Exercise aim
Write out the lines below again with "left" replaced by "right" everywhere it appears, and change nothing else. Leave the pictures out of your answer.

The records
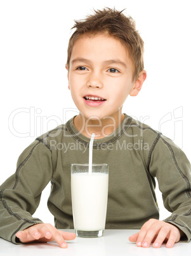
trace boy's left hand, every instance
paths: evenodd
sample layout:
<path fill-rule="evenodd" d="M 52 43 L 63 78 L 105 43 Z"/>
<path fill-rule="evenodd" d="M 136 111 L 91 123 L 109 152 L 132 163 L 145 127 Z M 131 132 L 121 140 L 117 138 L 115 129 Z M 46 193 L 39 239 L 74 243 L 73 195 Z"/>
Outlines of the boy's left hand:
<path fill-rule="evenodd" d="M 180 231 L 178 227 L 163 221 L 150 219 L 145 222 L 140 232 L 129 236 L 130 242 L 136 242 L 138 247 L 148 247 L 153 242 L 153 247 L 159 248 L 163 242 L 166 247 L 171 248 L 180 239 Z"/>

Result of this task
trace boy's right hand, every instance
paths: evenodd
sample layout:
<path fill-rule="evenodd" d="M 52 43 L 63 78 L 105 43 Z"/>
<path fill-rule="evenodd" d="M 136 111 L 91 123 L 109 152 L 132 163 L 145 127 Z M 131 132 L 121 140 L 117 138 L 115 129 Z M 46 193 L 39 239 L 74 243 L 73 195 Z"/>
Outlines of the boy's right hand:
<path fill-rule="evenodd" d="M 180 231 L 178 227 L 163 221 L 150 219 L 145 222 L 140 232 L 129 236 L 130 242 L 136 242 L 138 247 L 148 247 L 153 242 L 153 247 L 159 248 L 163 242 L 166 247 L 171 248 L 180 239 Z"/>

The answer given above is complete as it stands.